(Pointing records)
• • • •
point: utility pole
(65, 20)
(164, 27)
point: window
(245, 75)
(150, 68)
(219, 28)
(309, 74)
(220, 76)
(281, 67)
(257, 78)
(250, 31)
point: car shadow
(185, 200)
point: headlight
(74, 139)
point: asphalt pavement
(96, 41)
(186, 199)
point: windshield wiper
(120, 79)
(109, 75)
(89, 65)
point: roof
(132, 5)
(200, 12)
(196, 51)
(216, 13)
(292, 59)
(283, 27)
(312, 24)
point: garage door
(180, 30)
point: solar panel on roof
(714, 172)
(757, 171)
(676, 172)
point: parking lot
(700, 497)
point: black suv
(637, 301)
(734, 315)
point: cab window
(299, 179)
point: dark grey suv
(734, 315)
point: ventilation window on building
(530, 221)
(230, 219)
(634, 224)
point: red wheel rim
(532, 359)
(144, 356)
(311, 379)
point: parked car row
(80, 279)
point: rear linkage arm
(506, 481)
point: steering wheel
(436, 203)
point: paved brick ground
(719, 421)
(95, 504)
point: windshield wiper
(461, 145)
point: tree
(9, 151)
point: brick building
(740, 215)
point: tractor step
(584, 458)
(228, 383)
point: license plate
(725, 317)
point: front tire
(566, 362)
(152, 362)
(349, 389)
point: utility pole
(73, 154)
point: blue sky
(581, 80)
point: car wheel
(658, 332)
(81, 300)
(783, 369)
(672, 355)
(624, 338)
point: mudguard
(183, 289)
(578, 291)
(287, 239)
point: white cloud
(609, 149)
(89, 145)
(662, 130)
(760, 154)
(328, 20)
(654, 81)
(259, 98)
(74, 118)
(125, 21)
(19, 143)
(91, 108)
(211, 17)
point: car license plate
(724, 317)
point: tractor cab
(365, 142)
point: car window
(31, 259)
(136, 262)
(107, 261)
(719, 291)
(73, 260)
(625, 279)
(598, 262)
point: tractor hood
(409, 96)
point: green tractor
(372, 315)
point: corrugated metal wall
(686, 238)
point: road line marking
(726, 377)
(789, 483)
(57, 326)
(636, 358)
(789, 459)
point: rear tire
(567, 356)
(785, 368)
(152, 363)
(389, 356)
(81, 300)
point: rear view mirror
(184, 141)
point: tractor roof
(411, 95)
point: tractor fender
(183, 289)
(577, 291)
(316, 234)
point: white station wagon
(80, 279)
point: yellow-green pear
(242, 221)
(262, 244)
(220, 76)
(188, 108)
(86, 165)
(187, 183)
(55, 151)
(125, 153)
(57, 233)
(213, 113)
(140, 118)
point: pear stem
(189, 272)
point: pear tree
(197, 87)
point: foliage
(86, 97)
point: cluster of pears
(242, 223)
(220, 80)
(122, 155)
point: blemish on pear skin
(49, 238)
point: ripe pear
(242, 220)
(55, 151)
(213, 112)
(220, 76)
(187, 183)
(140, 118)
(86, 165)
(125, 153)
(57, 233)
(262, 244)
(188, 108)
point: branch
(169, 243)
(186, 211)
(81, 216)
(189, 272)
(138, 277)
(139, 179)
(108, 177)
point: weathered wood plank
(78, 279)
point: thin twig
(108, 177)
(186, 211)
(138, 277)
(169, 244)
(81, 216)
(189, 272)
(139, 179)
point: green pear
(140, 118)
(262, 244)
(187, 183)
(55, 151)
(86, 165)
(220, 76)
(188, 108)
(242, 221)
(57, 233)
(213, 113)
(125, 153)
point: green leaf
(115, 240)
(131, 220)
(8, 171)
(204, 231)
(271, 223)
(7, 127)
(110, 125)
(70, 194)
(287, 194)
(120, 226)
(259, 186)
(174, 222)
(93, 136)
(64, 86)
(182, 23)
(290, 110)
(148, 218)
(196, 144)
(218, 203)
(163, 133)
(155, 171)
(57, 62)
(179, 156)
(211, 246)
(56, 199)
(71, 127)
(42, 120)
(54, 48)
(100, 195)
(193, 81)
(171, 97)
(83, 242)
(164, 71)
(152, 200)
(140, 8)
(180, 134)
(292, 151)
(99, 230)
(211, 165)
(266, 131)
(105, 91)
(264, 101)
• • • •
• [INSTRUCTIONS TO FOLLOW] Go through the listing and print each line exactly as it appears.

• [FULL SOLUTION]
point: utility pole
(65, 20)
(164, 27)
point: window
(245, 75)
(150, 68)
(219, 28)
(309, 74)
(220, 76)
(281, 67)
(257, 78)
(250, 31)
point: car shadow
(185, 200)
point: headlight
(74, 139)
point: asphalt pavement
(96, 41)
(186, 199)
point: windshield wiper
(120, 79)
(109, 75)
(89, 65)
point: roof
(132, 5)
(200, 12)
(196, 51)
(216, 13)
(292, 59)
(283, 27)
(312, 24)
point: garage door
(180, 30)
point: solar panel on roof
(714, 172)
(757, 171)
(676, 172)
point: parking lot
(700, 497)
point: black suv
(637, 301)
(734, 315)
point: cab window
(299, 179)
point: dark grey suv
(734, 315)
point: ventilation window on building
(530, 221)
(230, 219)
(634, 224)
point: red wheel rim
(532, 359)
(144, 356)
(311, 379)
point: parked car row
(80, 279)
point: rear linkage arm
(506, 481)
point: steering wheel
(436, 203)
point: paved brick ground
(719, 421)
(95, 504)
point: windshield wiper
(461, 145)
point: tree
(9, 151)
point: brick building
(740, 215)
point: tractor step
(584, 458)
(228, 383)
point: license plate
(725, 317)
point: front tire
(566, 362)
(152, 362)
(349, 389)
point: utility pole
(73, 154)
point: blue sky
(581, 80)
point: car wheel
(658, 332)
(81, 300)
(783, 369)
(672, 355)
(624, 338)
point: mudguard
(183, 289)
(578, 291)
(287, 239)
point: white cloud
(609, 149)
(89, 145)
(662, 130)
(760, 154)
(328, 20)
(654, 81)
(259, 98)
(74, 118)
(125, 21)
(19, 143)
(91, 108)
(211, 17)
point: car license plate
(724, 317)
point: tractor cab
(365, 142)
point: car window
(31, 259)
(136, 262)
(107, 261)
(719, 291)
(73, 260)
(625, 279)
(598, 262)
point: tractor hood
(409, 96)
point: green tractor
(372, 315)
point: corrugated metal wall
(686, 238)
point: road line marking
(726, 377)
(789, 483)
(57, 326)
(636, 358)
(789, 459)
point: rear tire
(567, 356)
(785, 368)
(152, 363)
(389, 356)
(81, 300)
point: rear view mirror
(184, 141)
point: tractor roof
(411, 95)
point: tractor fender
(183, 289)
(577, 291)
(316, 234)
point: white station wagon
(80, 279)
point: yellow-green pear
(242, 221)
(262, 244)
(220, 76)
(188, 108)
(86, 165)
(187, 183)
(55, 151)
(125, 153)
(57, 233)
(213, 113)
(140, 118)
point: pear stem
(189, 272)
point: pear tree
(197, 87)
point: foliage
(86, 97)
point: cluster of pears
(242, 223)
(220, 80)
(122, 155)
point: blemish on pear skin
(49, 238)
point: ripe pear
(242, 220)
(55, 151)
(213, 112)
(220, 76)
(187, 183)
(140, 118)
(86, 165)
(125, 153)
(57, 233)
(262, 244)
(188, 108)
point: branch
(169, 243)
(186, 211)
(81, 216)
(189, 272)
(138, 277)
(139, 179)
(108, 177)
point: weathered wood plank
(78, 279)
point: thin twig
(108, 177)
(186, 211)
(138, 277)
(169, 244)
(81, 216)
(189, 272)
(139, 179)
point: green pear
(140, 118)
(262, 244)
(187, 183)
(55, 151)
(86, 165)
(220, 76)
(188, 108)
(242, 221)
(57, 233)
(213, 113)
(125, 153)
point: green leaf
(115, 240)
(131, 220)
(8, 171)
(204, 231)
(271, 223)
(7, 127)
(110, 125)
(70, 194)
(287, 194)
(120, 226)
(259, 186)
(174, 222)
(93, 136)
(64, 86)
(182, 23)
(290, 110)
(148, 218)
(196, 144)
(218, 203)
(163, 133)
(155, 171)
(57, 62)
(179, 156)
(211, 246)
(56, 199)
(71, 127)
(42, 120)
(54, 48)
(100, 195)
(193, 81)
(171, 97)
(83, 242)
(164, 71)
(152, 200)
(140, 8)
(180, 134)
(292, 151)
(99, 230)
(211, 165)
(266, 131)
(105, 91)
(264, 101)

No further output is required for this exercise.